═══ Selected extract ═══

If I change ofs1 and ofs2 from 3.5/4.5 to 4.0/4.0, the crosshair shape issues go away.

My understanding is that in an OpenGL 2D coordinate space like this one, when laying out the vertices of a quad, an integer position (like x=400 y=300) represents the upper-left corner of a pixel, not the center of a pixel. If that's the case then the 4.0/4.0 offsets really seem like the "mathematically correct" thing to do in any case.

That makes me wonder where 3.5/4.5 came from though. I'll look into that more later and perhaps also experiment with crosshairimage.

neogeographica added a commit that referenced this issue Aug 5, 2014
This has to do with issue #53.

As near as I can tell, the original reQuiem code was working on a couple of
assertions/assumptions.

1) The player's shots are a little off-center.

2) Crosshair images have equal height and width.

#1 is true of course, hence why people fiddle with cl_crossx and maybe
cl_crossy. It looks like JDH or maybe Joe of JoeQuake was trying to correct
for this by shifting the crosshair right and down by a half pixel.

═══

• **Problems to work on**:
(1) In the crosshair text, what change makes the crosshair shape issues go away?
(2) Quote the crosshair text, starting at the words "2) Crosshair images" and stopping after "a half pixel.".

═══ Raw data ═══

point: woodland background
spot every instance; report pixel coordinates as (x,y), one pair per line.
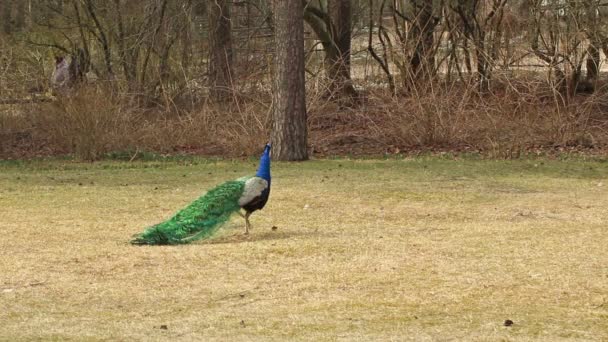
(499,77)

═══

• **Answer list**:
(1) Changing ofs1 and ofs2 from 3.5/4.5 to 4.0/4.0.

(2)
2) Crosshair images have equal height and width.

#1 is true of course, hence why people fiddle with cl_crossx and maybe
cl_crossy. It looks like JDH or maybe Joe of JoeQuake was trying to correct
for this by shifting the crosshair right and down by a half pixel.